◆ **Exercise**: List every line of the records below that contains the string "surface". Case counts.

(Items from a data source)
######

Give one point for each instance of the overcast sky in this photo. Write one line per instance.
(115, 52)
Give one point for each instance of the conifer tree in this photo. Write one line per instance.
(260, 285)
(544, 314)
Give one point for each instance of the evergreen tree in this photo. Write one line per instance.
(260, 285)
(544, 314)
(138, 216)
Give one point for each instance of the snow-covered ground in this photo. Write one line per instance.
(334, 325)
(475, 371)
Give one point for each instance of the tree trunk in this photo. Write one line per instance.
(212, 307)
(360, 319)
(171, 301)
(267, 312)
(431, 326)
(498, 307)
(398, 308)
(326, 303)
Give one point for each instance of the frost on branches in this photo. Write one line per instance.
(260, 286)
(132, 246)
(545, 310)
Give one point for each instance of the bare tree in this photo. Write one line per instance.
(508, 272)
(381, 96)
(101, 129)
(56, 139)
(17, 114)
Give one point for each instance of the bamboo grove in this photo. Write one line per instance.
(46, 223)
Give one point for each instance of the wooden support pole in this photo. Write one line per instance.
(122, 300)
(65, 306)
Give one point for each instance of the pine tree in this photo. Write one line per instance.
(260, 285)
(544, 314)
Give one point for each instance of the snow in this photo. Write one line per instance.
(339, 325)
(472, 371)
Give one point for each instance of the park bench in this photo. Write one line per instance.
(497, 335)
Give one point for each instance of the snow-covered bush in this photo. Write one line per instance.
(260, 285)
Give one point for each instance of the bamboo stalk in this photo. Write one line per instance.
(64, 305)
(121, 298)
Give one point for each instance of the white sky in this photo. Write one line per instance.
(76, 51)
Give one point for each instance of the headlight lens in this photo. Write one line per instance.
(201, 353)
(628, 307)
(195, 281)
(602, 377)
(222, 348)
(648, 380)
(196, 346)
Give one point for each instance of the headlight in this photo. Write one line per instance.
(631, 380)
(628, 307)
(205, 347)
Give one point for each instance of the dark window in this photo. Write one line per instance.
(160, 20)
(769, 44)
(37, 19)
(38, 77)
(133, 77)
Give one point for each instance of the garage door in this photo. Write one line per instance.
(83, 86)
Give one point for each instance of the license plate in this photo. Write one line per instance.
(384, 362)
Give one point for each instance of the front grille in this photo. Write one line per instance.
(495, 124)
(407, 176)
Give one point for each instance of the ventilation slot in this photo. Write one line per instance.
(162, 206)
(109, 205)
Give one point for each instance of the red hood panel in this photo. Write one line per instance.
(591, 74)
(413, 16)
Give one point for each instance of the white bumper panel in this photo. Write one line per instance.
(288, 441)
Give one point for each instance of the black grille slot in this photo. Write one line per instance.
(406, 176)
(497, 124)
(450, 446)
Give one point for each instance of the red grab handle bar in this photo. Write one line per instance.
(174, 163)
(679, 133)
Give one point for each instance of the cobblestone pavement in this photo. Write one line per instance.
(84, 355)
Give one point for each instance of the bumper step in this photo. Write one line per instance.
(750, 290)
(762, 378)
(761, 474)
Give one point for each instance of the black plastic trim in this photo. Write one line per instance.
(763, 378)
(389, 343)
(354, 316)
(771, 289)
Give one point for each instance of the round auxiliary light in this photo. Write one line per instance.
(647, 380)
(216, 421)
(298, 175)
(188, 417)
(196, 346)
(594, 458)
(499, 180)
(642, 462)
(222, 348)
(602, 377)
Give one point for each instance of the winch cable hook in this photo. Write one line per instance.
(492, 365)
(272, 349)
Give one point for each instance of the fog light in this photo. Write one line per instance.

######

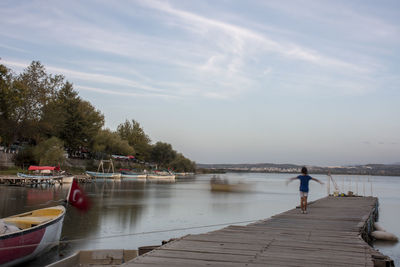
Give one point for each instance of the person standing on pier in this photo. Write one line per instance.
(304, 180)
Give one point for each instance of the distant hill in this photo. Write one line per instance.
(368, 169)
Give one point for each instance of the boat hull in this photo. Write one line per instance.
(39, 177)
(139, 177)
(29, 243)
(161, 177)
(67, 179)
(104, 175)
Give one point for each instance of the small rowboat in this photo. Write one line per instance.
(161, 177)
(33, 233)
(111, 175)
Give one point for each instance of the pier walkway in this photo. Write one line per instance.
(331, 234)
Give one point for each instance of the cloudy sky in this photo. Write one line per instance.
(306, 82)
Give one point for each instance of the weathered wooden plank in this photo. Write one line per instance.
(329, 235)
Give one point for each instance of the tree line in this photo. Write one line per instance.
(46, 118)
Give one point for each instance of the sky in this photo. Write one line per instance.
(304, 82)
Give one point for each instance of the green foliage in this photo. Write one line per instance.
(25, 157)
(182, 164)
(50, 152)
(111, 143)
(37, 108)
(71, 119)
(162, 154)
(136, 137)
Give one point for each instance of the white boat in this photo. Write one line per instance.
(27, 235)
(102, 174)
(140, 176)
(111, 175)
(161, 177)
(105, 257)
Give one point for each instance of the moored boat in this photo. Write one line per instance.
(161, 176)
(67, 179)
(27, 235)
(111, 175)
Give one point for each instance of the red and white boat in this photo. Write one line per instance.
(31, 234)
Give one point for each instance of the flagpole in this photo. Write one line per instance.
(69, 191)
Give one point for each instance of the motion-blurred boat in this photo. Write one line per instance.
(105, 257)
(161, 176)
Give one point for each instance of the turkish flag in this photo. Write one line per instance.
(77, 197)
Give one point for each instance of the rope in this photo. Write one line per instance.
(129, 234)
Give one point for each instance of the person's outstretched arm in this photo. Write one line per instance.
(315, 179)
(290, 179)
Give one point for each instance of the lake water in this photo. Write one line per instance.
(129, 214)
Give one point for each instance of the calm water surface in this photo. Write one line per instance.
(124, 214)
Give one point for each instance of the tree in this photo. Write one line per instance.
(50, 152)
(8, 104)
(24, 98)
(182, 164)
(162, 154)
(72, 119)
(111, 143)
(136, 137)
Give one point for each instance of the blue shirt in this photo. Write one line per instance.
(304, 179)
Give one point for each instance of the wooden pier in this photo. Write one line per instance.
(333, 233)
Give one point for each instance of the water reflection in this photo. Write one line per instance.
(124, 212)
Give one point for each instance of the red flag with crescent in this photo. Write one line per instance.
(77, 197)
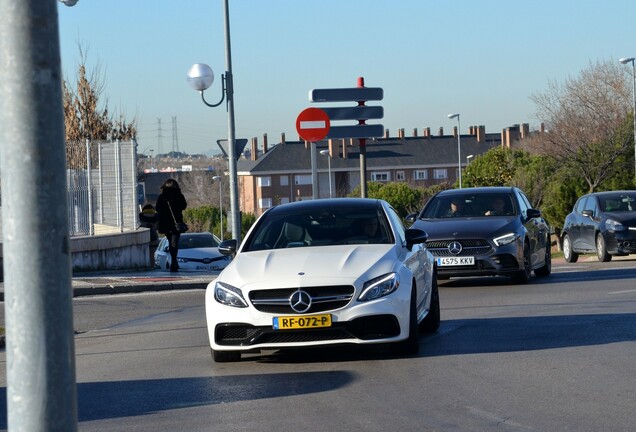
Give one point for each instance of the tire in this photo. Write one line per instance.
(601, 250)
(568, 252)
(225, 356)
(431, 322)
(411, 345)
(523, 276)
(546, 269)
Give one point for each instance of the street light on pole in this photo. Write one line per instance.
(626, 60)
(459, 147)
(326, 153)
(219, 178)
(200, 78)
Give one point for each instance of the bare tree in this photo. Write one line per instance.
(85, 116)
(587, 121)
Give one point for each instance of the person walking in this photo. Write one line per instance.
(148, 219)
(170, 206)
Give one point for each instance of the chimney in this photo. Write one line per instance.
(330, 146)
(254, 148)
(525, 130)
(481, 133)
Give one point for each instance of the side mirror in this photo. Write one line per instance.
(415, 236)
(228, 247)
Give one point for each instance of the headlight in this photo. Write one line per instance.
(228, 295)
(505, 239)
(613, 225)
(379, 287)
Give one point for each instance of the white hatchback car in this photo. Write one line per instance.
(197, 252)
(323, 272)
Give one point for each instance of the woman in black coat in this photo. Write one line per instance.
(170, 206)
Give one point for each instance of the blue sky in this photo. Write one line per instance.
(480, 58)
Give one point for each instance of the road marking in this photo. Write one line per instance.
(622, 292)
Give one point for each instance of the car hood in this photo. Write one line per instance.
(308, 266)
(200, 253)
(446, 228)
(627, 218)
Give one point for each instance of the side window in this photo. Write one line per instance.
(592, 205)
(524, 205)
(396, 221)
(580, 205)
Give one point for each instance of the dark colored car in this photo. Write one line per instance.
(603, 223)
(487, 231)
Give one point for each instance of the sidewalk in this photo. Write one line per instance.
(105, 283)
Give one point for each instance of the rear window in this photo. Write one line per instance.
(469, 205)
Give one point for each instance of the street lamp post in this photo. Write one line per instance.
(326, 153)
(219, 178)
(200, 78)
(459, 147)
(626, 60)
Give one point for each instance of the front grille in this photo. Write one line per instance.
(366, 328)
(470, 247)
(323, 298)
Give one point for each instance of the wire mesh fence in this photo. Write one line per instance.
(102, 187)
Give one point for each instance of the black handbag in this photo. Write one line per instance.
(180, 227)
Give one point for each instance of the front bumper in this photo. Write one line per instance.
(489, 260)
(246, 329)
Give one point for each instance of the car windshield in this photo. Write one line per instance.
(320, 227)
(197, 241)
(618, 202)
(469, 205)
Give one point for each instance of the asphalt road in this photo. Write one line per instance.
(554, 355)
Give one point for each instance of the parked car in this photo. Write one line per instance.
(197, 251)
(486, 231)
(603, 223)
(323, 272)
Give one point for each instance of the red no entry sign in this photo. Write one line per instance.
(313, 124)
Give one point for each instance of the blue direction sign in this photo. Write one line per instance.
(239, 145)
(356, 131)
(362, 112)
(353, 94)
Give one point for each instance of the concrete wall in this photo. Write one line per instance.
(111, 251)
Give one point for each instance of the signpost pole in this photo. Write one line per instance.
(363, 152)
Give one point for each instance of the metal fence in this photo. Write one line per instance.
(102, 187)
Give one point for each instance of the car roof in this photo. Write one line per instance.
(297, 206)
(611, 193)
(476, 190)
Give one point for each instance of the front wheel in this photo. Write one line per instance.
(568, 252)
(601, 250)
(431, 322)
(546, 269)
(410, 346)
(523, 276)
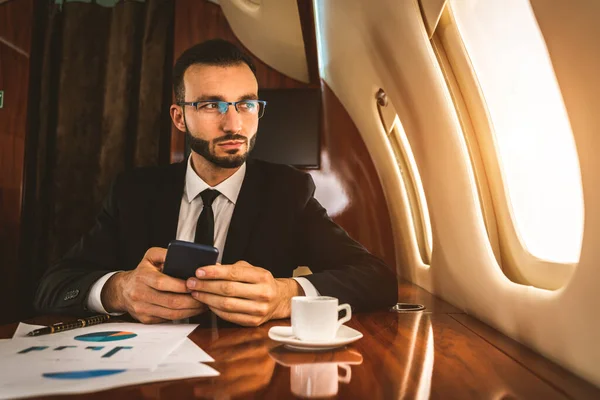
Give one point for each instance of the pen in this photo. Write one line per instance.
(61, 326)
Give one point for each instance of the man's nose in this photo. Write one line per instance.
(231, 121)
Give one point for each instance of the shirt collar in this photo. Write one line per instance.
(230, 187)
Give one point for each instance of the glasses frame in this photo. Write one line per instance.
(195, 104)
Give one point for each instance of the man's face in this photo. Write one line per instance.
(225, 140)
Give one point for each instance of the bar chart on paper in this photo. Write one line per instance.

######

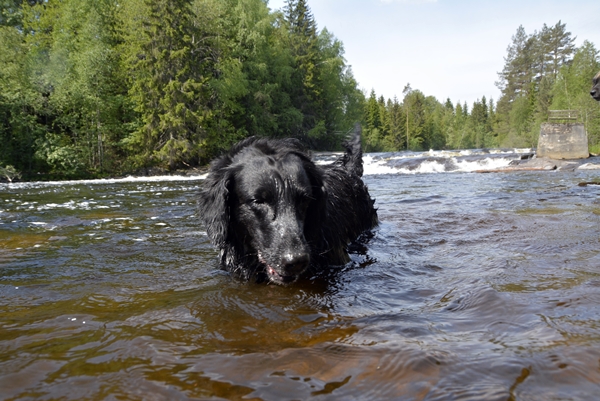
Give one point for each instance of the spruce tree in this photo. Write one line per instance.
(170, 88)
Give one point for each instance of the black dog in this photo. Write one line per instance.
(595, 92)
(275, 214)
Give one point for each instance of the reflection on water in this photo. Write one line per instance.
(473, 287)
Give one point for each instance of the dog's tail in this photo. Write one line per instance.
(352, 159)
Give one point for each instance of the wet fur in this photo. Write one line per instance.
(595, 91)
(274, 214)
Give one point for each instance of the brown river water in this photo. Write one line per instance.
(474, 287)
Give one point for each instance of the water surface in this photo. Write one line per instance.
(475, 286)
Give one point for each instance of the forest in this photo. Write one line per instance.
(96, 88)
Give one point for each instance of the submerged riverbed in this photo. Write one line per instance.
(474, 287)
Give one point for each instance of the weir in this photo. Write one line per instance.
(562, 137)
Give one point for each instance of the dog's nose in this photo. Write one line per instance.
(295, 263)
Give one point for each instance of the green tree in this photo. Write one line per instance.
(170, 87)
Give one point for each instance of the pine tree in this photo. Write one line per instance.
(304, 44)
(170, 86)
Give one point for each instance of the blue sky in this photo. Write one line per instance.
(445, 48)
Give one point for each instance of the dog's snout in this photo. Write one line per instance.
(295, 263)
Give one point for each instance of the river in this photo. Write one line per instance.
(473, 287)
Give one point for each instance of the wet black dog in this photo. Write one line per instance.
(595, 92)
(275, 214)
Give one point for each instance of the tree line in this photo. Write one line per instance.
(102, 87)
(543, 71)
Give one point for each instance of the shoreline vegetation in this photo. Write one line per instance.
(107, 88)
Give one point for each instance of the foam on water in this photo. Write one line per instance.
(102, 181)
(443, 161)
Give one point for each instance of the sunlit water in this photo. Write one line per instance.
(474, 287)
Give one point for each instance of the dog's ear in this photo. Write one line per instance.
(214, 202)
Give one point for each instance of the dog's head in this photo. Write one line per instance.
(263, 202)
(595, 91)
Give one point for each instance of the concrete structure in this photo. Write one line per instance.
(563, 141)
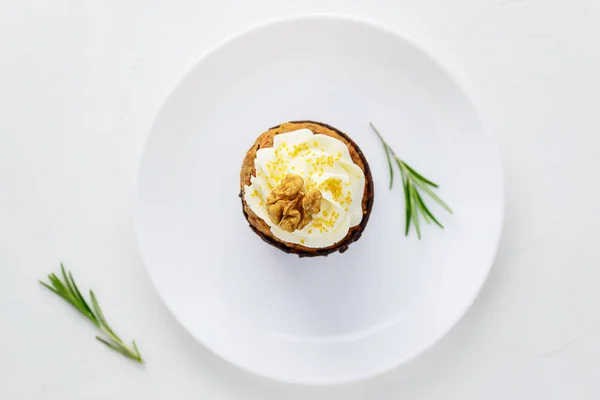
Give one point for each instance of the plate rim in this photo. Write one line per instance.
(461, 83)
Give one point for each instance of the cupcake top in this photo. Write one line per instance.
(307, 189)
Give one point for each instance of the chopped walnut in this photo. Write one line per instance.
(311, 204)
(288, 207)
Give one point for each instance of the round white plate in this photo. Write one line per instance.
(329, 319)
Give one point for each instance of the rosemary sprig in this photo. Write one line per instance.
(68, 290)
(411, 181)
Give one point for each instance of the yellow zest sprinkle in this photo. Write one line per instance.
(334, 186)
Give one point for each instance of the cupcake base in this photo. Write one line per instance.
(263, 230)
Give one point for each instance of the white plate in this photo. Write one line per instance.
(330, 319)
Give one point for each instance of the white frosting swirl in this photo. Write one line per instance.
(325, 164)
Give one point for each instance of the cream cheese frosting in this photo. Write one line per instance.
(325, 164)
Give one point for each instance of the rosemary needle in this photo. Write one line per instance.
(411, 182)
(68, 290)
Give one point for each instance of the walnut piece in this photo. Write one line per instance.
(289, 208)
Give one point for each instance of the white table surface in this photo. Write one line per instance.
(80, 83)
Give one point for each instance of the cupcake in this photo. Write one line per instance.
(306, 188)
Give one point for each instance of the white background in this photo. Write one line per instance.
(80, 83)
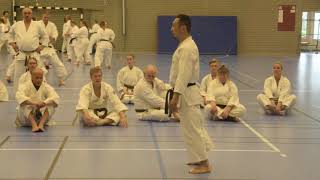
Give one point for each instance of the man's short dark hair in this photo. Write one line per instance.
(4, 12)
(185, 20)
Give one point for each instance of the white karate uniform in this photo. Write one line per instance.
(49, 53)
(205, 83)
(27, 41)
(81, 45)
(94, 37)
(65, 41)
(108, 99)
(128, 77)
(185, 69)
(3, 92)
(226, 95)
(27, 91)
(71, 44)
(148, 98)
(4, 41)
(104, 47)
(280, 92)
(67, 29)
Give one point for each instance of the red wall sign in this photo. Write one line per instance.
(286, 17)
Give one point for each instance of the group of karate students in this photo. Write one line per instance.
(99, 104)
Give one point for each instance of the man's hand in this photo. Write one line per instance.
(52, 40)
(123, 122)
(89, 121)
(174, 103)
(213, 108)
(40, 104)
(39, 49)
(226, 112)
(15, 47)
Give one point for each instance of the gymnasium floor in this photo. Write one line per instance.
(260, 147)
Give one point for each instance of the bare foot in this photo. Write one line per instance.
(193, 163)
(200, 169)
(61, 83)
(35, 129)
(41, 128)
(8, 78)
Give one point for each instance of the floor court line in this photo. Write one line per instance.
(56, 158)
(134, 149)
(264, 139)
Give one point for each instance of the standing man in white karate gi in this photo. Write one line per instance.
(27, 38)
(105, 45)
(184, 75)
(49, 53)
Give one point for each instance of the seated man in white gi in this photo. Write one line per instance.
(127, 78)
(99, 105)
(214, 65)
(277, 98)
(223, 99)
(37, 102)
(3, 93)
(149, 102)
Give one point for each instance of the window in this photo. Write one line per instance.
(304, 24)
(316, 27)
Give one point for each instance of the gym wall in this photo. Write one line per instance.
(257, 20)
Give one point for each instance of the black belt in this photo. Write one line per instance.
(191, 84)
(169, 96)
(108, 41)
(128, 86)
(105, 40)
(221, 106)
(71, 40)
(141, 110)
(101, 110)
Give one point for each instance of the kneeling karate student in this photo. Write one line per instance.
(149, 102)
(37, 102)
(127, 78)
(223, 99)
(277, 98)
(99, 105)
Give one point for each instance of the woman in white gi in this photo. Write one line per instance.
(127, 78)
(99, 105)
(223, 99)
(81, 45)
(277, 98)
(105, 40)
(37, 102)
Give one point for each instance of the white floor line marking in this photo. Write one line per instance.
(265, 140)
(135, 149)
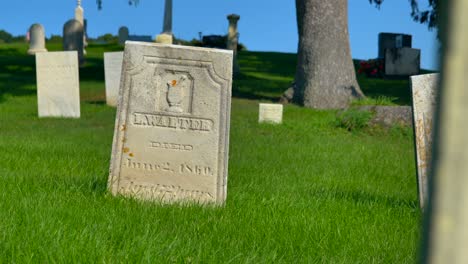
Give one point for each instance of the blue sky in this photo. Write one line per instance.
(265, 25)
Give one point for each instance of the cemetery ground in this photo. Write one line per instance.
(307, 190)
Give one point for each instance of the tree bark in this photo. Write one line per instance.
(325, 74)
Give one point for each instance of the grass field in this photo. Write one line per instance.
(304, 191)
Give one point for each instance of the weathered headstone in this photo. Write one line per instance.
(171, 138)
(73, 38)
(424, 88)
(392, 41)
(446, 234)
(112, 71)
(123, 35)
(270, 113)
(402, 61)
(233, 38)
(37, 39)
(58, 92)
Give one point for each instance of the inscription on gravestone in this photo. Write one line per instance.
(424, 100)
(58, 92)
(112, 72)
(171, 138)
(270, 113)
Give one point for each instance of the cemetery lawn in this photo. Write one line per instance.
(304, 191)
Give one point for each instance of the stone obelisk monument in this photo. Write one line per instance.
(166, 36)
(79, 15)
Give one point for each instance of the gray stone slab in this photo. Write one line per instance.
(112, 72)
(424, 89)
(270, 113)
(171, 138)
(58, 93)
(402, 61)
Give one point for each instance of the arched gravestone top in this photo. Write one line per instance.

######

◆ **Problem solution**:
Give one point for each instance of the calm water surface in this photo. Write one line per instance.
Give one point for each instance of the water surface in this photo. Write one line per instance.
Give one point for each instance of the white table surface in this photo. Write one line per instance.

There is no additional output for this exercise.